— Task —
Read through the data, and wherever a line holds the word "concrete", write that line out.

Records to process section start

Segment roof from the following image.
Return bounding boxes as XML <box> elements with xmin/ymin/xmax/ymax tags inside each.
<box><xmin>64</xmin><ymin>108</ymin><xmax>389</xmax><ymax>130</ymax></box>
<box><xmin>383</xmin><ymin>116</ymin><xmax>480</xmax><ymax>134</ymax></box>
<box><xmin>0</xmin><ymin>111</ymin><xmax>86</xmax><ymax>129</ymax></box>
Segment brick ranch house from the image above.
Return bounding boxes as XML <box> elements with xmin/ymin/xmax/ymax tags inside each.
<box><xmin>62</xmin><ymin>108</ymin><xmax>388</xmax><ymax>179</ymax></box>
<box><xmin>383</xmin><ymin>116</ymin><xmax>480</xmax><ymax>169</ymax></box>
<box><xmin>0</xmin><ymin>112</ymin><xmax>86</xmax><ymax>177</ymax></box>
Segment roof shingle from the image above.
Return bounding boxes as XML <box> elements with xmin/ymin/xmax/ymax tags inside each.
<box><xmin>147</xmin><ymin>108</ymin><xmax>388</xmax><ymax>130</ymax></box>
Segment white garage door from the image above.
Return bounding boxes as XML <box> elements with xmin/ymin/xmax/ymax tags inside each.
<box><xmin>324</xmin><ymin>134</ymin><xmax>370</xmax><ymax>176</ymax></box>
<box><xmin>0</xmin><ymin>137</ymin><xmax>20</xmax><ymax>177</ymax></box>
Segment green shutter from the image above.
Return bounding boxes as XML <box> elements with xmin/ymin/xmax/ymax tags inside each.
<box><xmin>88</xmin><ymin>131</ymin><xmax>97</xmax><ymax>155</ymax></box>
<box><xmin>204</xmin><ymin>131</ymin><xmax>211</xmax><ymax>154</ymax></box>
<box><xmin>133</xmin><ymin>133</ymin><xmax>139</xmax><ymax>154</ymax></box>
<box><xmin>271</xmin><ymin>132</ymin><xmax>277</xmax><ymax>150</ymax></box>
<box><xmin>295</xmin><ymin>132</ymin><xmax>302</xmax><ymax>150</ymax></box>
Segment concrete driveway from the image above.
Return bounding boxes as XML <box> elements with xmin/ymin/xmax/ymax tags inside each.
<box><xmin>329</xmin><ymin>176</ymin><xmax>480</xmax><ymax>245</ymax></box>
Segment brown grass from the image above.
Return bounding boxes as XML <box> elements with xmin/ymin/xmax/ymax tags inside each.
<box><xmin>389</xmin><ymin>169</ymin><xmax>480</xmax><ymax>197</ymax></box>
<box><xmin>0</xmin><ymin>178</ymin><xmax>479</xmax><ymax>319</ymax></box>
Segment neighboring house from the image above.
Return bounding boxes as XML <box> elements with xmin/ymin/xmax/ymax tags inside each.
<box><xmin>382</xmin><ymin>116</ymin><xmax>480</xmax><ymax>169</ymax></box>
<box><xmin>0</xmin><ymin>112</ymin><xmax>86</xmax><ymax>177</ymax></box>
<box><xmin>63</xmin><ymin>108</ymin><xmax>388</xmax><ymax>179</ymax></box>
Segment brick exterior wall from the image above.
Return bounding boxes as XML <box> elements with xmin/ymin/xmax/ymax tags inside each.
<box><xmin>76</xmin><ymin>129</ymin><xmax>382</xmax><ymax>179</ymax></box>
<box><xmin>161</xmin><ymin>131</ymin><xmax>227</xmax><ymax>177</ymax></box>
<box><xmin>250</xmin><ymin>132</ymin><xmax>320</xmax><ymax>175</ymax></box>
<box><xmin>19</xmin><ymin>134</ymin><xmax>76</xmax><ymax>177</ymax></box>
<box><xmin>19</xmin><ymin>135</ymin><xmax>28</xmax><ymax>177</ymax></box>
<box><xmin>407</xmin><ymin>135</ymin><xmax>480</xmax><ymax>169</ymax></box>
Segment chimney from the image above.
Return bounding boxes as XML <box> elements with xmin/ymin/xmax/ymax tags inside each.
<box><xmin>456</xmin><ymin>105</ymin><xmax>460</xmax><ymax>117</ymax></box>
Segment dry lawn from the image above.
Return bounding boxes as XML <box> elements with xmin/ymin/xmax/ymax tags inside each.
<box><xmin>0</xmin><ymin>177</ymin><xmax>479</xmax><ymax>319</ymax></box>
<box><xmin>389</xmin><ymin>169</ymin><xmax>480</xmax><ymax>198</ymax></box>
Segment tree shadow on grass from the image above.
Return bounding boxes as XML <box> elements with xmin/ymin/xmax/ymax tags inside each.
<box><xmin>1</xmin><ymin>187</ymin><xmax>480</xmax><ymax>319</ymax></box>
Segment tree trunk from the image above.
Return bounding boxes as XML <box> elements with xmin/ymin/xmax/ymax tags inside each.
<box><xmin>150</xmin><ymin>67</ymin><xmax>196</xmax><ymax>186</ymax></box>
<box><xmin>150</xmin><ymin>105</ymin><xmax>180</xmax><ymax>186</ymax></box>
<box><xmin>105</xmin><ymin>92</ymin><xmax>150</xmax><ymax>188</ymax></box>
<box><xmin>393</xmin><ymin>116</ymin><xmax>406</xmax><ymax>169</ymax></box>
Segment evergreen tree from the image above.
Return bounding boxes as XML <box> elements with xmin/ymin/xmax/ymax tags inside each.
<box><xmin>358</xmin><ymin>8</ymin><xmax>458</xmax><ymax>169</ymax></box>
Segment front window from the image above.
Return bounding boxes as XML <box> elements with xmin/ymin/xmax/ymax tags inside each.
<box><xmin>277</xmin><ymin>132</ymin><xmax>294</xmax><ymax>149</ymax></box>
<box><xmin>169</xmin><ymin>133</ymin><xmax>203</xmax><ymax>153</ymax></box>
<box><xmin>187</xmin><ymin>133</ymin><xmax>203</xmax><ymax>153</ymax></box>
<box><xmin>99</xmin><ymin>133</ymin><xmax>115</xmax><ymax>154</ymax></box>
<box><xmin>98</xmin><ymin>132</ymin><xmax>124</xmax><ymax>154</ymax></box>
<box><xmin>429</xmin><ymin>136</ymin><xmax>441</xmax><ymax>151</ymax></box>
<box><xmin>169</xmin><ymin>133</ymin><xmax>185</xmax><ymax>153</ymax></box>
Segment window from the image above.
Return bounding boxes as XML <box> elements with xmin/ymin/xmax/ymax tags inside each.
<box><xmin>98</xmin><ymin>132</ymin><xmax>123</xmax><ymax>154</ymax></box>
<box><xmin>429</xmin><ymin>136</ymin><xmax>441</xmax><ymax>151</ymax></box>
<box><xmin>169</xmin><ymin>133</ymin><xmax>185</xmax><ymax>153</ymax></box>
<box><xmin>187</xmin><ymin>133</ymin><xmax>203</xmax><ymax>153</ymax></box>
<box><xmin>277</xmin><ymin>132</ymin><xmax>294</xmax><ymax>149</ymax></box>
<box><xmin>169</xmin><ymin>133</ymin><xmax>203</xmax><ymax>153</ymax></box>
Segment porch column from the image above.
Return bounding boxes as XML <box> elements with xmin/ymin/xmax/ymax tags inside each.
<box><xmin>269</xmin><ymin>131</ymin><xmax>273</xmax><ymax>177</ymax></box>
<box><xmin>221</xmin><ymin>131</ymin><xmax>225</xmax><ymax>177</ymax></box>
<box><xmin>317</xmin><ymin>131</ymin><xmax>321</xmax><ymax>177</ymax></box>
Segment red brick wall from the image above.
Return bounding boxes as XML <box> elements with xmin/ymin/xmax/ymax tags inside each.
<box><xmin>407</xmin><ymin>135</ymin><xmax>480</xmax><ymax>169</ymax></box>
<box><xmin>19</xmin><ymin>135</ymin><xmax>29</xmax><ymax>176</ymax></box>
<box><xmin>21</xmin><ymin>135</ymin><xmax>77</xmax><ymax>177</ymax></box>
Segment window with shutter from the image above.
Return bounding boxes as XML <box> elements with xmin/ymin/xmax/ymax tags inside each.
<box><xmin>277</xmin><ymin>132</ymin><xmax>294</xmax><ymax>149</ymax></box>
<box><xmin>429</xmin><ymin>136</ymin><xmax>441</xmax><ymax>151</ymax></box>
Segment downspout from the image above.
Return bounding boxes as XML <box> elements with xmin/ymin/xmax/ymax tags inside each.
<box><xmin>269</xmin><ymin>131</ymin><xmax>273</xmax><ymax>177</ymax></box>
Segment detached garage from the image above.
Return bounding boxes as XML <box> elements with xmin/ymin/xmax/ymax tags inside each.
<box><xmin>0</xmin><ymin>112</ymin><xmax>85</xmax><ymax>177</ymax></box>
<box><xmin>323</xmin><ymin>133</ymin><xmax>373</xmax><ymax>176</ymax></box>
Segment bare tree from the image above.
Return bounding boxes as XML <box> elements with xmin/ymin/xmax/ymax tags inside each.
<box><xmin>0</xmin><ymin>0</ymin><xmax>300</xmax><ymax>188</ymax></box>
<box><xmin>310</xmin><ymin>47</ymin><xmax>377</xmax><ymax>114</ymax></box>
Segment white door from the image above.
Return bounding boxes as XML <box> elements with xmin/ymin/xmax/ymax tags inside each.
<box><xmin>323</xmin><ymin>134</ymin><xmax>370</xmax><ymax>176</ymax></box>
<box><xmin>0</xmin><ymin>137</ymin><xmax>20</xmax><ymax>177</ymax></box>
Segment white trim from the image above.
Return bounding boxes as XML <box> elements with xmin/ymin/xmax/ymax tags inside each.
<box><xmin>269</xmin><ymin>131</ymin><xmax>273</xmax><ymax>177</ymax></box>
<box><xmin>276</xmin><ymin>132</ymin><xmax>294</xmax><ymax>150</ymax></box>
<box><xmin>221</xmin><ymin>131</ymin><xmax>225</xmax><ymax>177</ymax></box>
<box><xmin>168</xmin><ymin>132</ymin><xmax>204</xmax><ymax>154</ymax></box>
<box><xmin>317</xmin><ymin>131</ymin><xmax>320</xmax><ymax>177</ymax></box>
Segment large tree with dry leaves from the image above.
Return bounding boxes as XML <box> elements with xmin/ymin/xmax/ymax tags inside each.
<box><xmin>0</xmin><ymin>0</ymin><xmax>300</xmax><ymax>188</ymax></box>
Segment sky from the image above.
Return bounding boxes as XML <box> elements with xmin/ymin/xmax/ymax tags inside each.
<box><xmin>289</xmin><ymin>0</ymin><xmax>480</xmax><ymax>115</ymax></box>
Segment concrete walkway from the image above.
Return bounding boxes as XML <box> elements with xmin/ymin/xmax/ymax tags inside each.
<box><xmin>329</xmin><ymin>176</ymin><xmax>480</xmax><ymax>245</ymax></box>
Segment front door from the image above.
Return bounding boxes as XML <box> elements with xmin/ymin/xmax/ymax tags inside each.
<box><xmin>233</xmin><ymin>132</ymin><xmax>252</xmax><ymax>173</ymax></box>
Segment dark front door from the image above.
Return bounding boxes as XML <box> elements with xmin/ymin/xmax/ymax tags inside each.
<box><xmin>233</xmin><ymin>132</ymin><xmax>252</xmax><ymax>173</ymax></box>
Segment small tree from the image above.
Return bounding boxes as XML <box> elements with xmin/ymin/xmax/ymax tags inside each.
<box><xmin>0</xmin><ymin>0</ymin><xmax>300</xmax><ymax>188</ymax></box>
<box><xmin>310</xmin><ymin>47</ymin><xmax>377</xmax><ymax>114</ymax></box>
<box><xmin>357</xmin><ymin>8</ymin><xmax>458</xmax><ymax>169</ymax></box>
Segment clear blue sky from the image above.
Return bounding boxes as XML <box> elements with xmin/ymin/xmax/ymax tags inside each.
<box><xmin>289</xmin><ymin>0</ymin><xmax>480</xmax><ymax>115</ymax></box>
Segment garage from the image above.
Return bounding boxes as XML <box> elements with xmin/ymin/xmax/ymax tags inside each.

Records to process section end

— Response box —
Segment concrete driveway from the image above.
Segment concrete walkway from the image above.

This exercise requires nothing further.